ICL手術の安全性
京都市伏見区のMOMOテラス内にあるももの木眼科は、“大切な目を守り続ける”をコンセプトに地域の皆様から信頼される眼科を目指し日々診療にあたっております。このブログでは、目に関する患者様のお悩みにお応えできるようなさまざまな情報をお届けして参ります。ICL(眼内コンタクトレンズ)は、角膜を削る必要がなく、小さな切開創からレンズを挿入することで、近視や乱視を矯正する治療法です。角膜に負担をかけず視力矯正ができることから今注目されています。今回は、“ICL手術の安全性”について歴史や素材も含め詳しくご紹介します。
ICL手術の安全性について解説
ICLの進化と安全性の向上
ICL(STAAR Surgical社製)は、2010年に国内唯一の眼内コンタクトレンズとして薬事承認を得、2014年に厚生労働省から認可を受けました。しかし、従来のICLには問題があり、角膜内皮細胞数の減少や合併症のリスクが指摘されていました。新たな「Hole ICL」の登場によってこれらの問題が克服され、安全性の高い手術法として確立されました。この新技術では、レンズに穴を設けることで房水の循環を確保し、1度の手術で完結できるようになりました。さらに、虹彩切開の必要性がなくなり、角膜内皮細胞数の減少を抑え、白内障や緑内障のリスクも大幅に軽減されました。
ICLレンズの素材:コラマーの生体適合性と安定性
ICLのレンズは、コラマーと呼ばれる素材でできています。このコラマーは、コラーゲンとHEMA(ハイドロキシエチルメタクリエート)を組み合わせて作られた新素材であり、目に入れてもほとんど異物として感じないほどの生体適合性を持っています。柔軟性も高く、目の中で破損する心配はありません。
このページコラマーはマイナス電荷を持つため、細胞やタンパク質などの同じ電荷を持つ粒子と反発し、細胞の付着を防ぐ特性があります。そのため、ICLレンズは眼内で長期的な安定性を維持しやすいです。ICLのレンズは人間の寿命よりも長持ちすると言われており、水晶体が正常に機能している限り、レンズの摘出は必要ありません。

画像ポイント指定データ
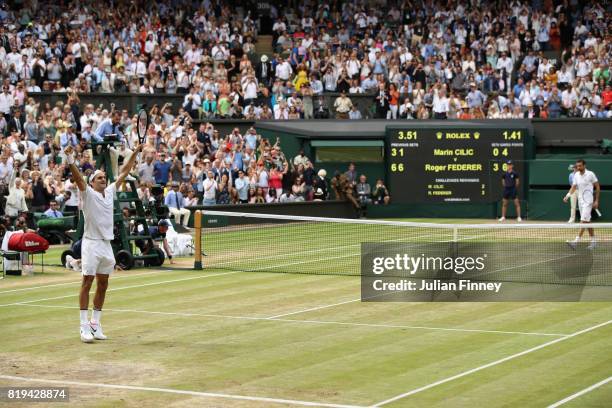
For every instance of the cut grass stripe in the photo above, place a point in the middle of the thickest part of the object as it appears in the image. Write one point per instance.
(175, 391)
(320, 322)
(491, 364)
(580, 393)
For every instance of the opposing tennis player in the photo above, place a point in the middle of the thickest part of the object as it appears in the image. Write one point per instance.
(510, 183)
(97, 257)
(585, 181)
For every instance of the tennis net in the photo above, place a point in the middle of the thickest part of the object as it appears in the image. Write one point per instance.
(312, 245)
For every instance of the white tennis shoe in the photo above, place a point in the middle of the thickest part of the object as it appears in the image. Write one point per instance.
(86, 336)
(96, 331)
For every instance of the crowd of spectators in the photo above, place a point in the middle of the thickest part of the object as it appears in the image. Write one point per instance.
(413, 59)
(416, 59)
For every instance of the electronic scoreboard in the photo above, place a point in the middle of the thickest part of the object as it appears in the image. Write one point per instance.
(454, 162)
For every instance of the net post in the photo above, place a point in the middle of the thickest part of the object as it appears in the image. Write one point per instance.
(197, 263)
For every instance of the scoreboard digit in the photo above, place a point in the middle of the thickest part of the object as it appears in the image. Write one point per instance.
(452, 164)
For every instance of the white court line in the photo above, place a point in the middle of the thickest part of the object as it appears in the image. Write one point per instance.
(78, 282)
(212, 266)
(123, 288)
(314, 308)
(175, 391)
(579, 393)
(379, 325)
(491, 364)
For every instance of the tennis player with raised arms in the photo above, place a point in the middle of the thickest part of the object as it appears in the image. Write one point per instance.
(585, 182)
(97, 257)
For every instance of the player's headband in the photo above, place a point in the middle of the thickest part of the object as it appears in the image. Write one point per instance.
(94, 175)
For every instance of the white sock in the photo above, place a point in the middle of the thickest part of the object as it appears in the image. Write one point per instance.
(84, 318)
(97, 315)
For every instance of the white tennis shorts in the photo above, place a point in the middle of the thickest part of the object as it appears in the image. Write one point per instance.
(585, 210)
(97, 257)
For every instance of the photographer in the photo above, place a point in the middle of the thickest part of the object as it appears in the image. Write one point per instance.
(110, 128)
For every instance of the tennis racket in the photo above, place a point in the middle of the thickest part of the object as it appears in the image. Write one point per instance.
(143, 125)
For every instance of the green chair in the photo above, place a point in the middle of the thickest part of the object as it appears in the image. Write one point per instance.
(606, 146)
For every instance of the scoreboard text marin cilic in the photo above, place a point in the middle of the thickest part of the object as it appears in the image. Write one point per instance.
(452, 164)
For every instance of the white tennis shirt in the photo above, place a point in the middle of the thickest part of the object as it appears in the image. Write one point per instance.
(584, 183)
(98, 212)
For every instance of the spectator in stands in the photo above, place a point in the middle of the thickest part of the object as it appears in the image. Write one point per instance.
(380, 195)
(241, 184)
(175, 201)
(351, 175)
(364, 191)
(210, 189)
(343, 105)
(53, 211)
(161, 169)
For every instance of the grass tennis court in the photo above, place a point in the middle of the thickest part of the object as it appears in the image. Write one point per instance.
(220, 337)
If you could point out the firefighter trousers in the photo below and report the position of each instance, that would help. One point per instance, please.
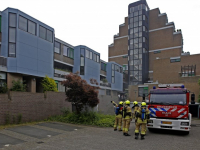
(118, 123)
(143, 128)
(126, 124)
(123, 120)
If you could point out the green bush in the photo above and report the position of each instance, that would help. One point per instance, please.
(49, 84)
(86, 118)
(18, 86)
(4, 88)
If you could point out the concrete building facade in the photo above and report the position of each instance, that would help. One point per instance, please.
(147, 36)
(29, 51)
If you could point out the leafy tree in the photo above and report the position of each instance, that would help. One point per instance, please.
(199, 91)
(18, 86)
(49, 84)
(80, 93)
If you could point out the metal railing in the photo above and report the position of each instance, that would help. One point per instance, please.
(3, 61)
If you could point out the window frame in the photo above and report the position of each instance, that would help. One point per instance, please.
(27, 25)
(14, 43)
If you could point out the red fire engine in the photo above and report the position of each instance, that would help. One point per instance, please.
(169, 108)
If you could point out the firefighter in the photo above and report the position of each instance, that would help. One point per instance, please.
(127, 117)
(142, 115)
(118, 117)
(135, 108)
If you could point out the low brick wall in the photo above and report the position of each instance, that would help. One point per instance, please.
(38, 106)
(32, 106)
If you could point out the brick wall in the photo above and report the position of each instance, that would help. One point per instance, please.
(32, 106)
(35, 107)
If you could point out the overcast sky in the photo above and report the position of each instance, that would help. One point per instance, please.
(94, 22)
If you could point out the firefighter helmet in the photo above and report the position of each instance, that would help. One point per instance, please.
(143, 104)
(128, 102)
(135, 102)
(121, 103)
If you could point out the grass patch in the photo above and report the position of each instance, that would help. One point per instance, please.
(86, 118)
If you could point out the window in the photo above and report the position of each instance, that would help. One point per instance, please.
(175, 60)
(70, 53)
(12, 35)
(23, 23)
(103, 66)
(87, 53)
(65, 50)
(32, 27)
(82, 61)
(113, 73)
(57, 47)
(82, 52)
(98, 58)
(156, 52)
(108, 92)
(12, 20)
(125, 67)
(27, 25)
(90, 55)
(45, 34)
(49, 36)
(81, 70)
(42, 32)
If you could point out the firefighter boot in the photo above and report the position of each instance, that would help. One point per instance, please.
(142, 137)
(126, 134)
(136, 135)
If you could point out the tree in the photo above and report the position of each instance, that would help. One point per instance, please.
(199, 91)
(18, 86)
(49, 84)
(79, 92)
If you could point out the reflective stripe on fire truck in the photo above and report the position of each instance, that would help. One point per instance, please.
(180, 112)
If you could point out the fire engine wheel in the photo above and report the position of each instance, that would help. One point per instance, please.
(151, 129)
(186, 132)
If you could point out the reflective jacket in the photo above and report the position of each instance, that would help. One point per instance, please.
(139, 115)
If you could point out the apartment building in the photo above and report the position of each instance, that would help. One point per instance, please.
(29, 51)
(150, 49)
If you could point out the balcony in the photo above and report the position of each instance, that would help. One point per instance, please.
(105, 84)
(3, 63)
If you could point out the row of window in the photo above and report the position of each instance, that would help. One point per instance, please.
(90, 55)
(139, 7)
(31, 27)
(125, 67)
(103, 66)
(12, 35)
(67, 51)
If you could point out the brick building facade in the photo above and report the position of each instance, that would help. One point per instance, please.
(167, 63)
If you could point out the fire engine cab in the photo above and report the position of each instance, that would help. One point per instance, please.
(169, 108)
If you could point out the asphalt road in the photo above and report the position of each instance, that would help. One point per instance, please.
(60, 136)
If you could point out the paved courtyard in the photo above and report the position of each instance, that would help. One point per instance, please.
(61, 136)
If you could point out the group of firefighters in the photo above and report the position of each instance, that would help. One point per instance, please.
(124, 116)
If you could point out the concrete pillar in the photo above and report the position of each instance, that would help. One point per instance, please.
(11, 77)
(33, 85)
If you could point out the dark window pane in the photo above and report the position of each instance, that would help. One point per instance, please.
(95, 57)
(81, 70)
(12, 20)
(82, 52)
(12, 35)
(31, 27)
(23, 23)
(65, 50)
(42, 32)
(11, 50)
(49, 36)
(57, 47)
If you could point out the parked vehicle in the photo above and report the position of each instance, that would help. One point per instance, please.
(169, 107)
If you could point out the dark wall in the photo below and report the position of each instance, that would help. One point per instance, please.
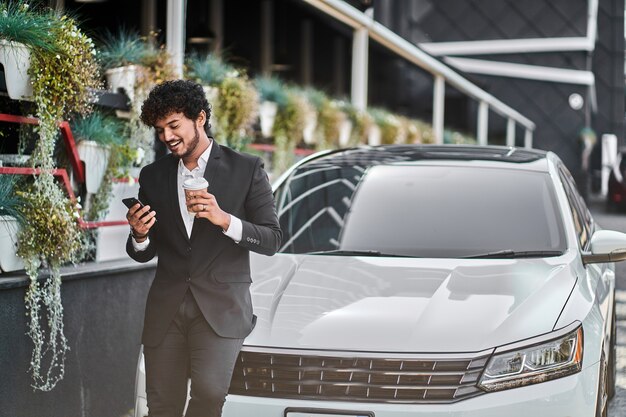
(545, 103)
(103, 318)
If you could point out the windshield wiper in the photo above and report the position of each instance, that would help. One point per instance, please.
(508, 253)
(343, 252)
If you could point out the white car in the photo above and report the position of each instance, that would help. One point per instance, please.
(452, 281)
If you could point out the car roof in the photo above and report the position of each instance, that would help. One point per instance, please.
(492, 156)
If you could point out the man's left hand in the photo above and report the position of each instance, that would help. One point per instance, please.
(205, 205)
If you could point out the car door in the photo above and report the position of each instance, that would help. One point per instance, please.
(599, 277)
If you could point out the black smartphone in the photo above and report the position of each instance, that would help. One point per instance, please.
(131, 201)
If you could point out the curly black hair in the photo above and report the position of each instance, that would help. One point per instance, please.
(178, 96)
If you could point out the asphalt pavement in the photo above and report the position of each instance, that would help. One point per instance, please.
(616, 221)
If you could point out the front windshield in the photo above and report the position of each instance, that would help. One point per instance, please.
(419, 210)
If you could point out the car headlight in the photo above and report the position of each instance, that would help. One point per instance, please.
(550, 356)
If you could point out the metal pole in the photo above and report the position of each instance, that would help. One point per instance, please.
(217, 24)
(528, 139)
(510, 132)
(360, 45)
(439, 95)
(176, 33)
(483, 123)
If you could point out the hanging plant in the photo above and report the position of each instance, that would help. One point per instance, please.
(46, 208)
(63, 74)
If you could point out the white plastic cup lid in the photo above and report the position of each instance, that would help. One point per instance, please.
(195, 184)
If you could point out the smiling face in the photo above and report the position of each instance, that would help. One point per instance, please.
(184, 137)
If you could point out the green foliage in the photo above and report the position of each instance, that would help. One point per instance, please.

* 設問: 本文によると、ICLのレンズは何という素材でできているか、答えてください。 これらの項目はこの設問とは関係がない。

* 解答: コラマーと呼ばれる素材でできている。